- _THE TASK_
Every line below is to be quoted exactly, with nothing added or dropped.

━━━━

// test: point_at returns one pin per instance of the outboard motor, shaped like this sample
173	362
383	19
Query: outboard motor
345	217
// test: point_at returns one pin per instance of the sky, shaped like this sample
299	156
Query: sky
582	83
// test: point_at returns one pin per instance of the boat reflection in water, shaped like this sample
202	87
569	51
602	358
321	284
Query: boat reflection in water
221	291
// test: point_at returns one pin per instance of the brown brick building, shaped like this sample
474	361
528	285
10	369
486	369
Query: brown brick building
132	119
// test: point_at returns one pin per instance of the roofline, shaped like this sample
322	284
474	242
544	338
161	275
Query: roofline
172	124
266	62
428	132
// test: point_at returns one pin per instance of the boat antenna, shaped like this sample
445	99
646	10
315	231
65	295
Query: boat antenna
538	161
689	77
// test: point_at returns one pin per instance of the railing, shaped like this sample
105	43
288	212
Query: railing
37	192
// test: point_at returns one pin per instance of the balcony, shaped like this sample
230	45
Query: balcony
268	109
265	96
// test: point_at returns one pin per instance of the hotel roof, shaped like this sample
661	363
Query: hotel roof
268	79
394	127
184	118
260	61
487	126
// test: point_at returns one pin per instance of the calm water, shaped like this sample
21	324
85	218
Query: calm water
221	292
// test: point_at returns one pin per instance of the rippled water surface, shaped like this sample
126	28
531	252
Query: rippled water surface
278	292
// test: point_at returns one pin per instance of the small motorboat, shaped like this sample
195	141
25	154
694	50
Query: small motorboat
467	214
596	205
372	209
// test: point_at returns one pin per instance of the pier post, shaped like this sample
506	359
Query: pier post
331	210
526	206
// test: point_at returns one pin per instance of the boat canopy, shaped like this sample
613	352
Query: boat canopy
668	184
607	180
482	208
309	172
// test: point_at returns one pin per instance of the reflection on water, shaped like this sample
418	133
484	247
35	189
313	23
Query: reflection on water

━━━━

- _RESULT FOR THIS EXERCISE_
// test: point_at returns one pin per instance of the outboard motor, shaped like this sample
173	362
383	19
Query: outboard motor
345	217
// test: point_at returns one pin per instance of the sky, shaped like this sample
299	156
Query: sky
582	83
// test: point_at returns one pin per instance of the boat reflection in water, shaped like this sample
202	87
569	51
602	358
321	284
Query: boat reflection in water
221	291
// test: point_at returns one pin per instance of the brown brick building, shaped like this sample
474	361
528	285
10	369
486	369
Query: brown brick building
132	119
// test: point_at returns one pin per instance of the roofline, shaped like this sample
322	284
474	242
544	338
161	275
Query: roofline
172	124
266	62
428	132
// test: point_at returns one pin per instance of the boat antenna, shaped like this sample
445	99
646	10
315	231
65	295
Query: boat antenna
538	161
689	77
// test: point_at returns one pin per instance of the railing, shaped like this sample
105	43
288	212
Query: railing
37	192
// test: point_at returns one pin per instance of the balcony, shaped like this sample
230	45
Query: balcony
268	109
265	96
// test: point_at returns one pin per instance of the hotel roof, shaped like this sample
661	363
Query: hotel roof
268	79
394	127
184	118
260	61
487	126
// test: point_at returns one pin per instance of the calm water, shaped like this sample
21	324
85	218
Query: calm water
221	292
// test: point_at returns one pin per instance of the rippled water surface, shaped like this sample
126	28
531	252
Query: rippled water surface
278	292
// test: point_at returns one pin per instance of the small motorboat, shaped like this sample
195	141
25	154
694	50
Query: small motorboat
467	214
596	205
372	209
// test: point_at returns one pin per instance of the pier post, shaped like this sample
506	359
Query: pier post
331	210
526	206
// test: point_at returns one pin per instance of the boat canopy, shaped like this sample
613	352
Query: boat canopy
668	184
607	180
482	208
309	172
// test: point_at returns one pin per instance of the reflection on water, shaped like this sample
418	133
484	247
35	189
313	23
Query: reflection on water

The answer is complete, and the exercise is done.